_Work to complete_:
The response must consist of each line in the listing that has the word "tower" in it.

-*-

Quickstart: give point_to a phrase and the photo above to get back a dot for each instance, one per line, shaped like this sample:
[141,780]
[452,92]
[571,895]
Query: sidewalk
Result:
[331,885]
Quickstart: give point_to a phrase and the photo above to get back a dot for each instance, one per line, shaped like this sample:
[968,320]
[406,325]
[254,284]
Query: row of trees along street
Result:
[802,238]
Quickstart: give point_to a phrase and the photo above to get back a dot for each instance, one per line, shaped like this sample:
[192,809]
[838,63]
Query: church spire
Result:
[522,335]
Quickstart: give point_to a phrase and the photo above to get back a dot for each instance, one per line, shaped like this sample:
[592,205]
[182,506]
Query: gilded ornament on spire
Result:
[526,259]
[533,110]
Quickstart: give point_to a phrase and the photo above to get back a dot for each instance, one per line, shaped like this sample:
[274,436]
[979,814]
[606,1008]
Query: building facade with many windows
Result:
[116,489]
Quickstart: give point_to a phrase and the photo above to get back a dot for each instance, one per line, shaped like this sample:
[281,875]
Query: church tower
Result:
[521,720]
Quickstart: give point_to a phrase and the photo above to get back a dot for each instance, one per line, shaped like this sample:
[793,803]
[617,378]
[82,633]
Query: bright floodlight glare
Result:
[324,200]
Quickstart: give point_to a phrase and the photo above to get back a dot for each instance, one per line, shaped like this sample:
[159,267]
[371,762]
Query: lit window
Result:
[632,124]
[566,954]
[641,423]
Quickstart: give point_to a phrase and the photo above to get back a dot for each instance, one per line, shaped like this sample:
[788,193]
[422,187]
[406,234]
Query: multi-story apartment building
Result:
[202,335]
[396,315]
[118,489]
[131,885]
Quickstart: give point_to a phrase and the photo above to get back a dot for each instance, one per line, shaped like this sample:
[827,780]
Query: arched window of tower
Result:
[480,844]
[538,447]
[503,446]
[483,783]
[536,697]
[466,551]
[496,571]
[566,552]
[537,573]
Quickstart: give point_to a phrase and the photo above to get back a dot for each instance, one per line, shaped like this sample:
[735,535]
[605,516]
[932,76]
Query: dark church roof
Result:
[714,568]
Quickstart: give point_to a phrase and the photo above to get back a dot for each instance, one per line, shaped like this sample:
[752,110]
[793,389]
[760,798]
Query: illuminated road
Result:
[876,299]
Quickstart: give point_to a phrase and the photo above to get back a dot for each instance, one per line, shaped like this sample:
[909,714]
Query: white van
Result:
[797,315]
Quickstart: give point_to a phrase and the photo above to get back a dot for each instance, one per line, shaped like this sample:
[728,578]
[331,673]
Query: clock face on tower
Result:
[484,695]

-*-

_Response to this exercise_:
Query: church tower
Query: arched window of tower
Query: clock face on tower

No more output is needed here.